TASK STATEMENT >>
Reproduce, word for word, the part of the parliamentary written question that begins with the words "Question Asked" and ends with "and young people.".

DOCUMENT PASSAGE >>
BEGIN

PARLIAMENTARY WRITTEN QUESTION
Coronavirus: Special Educational Needs (23 March 2021)

Question Asked

To ask the Secretary of State for Education, if he will bring forward proposals to end the provisions in section 38 and Schedule 17 of the Coronavirus Act 2020 as covid-19 restrictions are lifted to make it the duty of schools to secure SEND provision for disabled children and young people.

Asked by:
Marsha De Cordova (Labour)

Answer

The legal duties on schools, local authorities, and health bodies to provide support to children and young people with Education, Health and Care (EHC) plans are fully in force. As part of the early response to the COVID-19 outbreak, my right hon. Friend, the Secretary of State for Education, did issue notices under the Coronavirus Act 2020 for the months of May to July 2020 that temporarily modified the law over the provision set out in EHC plans. However, when the July notice expired last year, the full duty to secure or arrange provision under section 42 of the Children and Families Act 2014 was reinstated.

The safeguards built into the Coronavirus Act 2020 include that such notices can only be made where this is an ‘appropriate and proportionate action in all the circumstances relating to the incidence or transmission of Coronavirus’. Therefore, this is not a power that can be used without compelling reason. My right hon. Friend, the Secretary of State for Education, continues to keep the need to issue further such notices under review, but he has made it clear that he will not do so unless the evidence changes.

END

SUPPLIED ENTRIES >>
BEGIN

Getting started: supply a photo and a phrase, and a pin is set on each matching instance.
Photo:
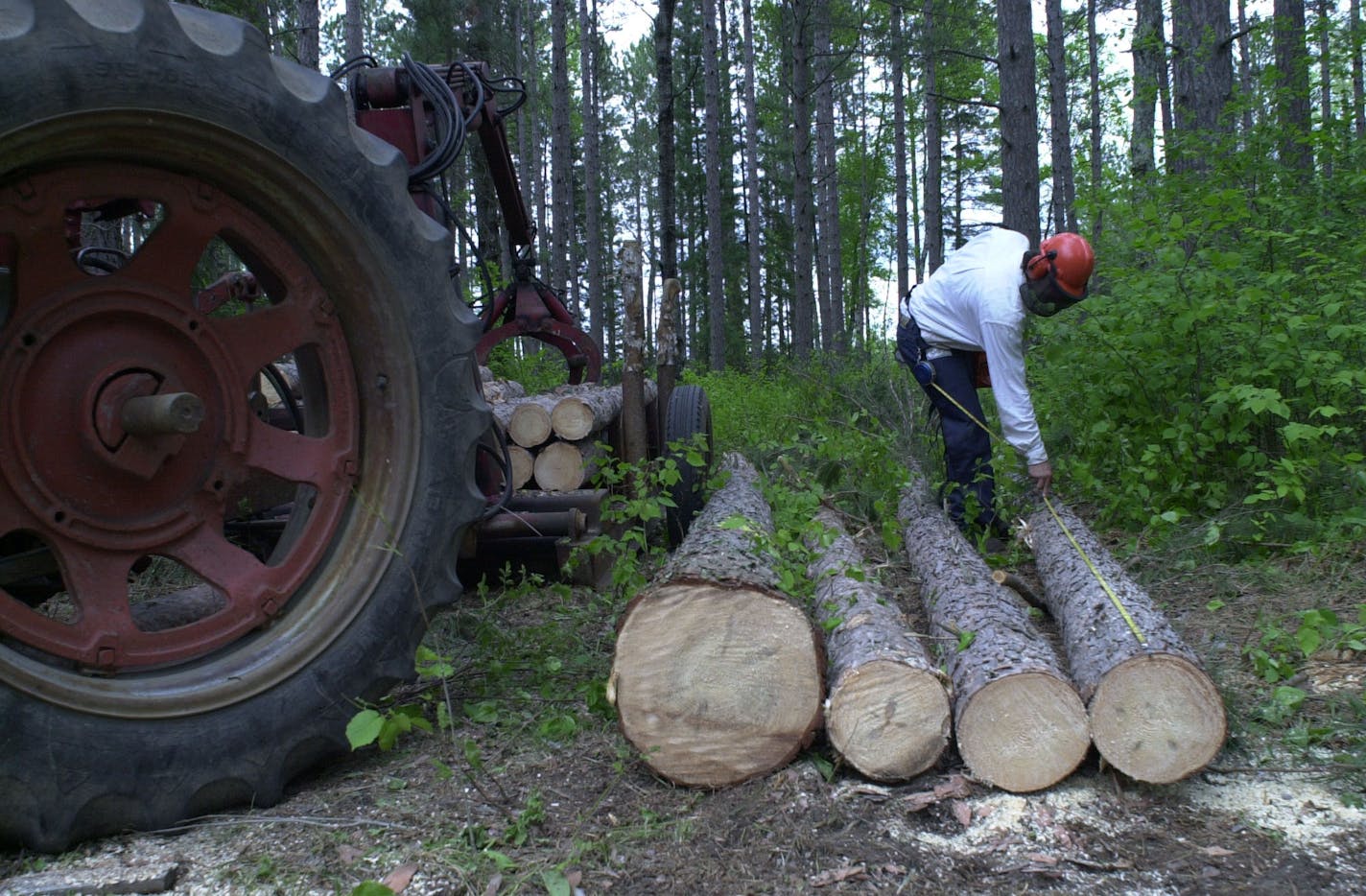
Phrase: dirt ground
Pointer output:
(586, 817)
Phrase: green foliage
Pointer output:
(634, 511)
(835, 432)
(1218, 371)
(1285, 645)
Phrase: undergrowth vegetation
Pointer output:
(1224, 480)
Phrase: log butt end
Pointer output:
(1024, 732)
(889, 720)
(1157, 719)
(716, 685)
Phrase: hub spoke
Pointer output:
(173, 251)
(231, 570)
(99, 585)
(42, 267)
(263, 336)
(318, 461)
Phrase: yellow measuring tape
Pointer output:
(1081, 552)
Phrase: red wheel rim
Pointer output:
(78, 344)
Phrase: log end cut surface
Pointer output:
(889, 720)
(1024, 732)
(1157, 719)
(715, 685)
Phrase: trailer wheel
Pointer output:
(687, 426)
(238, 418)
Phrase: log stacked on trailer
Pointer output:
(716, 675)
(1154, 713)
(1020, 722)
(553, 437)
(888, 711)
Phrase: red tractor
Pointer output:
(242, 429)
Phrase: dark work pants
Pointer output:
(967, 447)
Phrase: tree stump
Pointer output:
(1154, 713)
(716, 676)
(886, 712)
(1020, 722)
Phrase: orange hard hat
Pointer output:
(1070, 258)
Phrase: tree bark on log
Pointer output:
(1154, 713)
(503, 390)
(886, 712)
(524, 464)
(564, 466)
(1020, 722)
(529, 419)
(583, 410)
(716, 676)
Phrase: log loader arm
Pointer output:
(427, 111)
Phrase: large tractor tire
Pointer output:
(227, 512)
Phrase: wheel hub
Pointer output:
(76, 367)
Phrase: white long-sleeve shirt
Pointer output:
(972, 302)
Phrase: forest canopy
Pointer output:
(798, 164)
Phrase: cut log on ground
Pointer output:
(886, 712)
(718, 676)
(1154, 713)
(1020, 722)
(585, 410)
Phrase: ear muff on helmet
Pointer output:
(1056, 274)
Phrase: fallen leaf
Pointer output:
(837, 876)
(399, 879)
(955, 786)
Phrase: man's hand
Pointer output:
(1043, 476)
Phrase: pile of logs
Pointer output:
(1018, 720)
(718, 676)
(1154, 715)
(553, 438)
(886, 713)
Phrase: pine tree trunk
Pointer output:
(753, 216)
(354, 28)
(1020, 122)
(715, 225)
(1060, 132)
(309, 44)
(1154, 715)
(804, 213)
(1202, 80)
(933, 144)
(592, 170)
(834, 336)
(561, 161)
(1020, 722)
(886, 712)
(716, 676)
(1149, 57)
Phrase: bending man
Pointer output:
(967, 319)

END

RESPONSE TO THIS TASK >>
Question Asked

To ask the Secretary of State for Education, if he will bring forward proposals to end the provisions in section 38 and Schedule 17 of the Coronavirus Act 2020 as covid-19 restrictions are lifted to make it the duty of schools to secure SEND provision for disabled children and young people.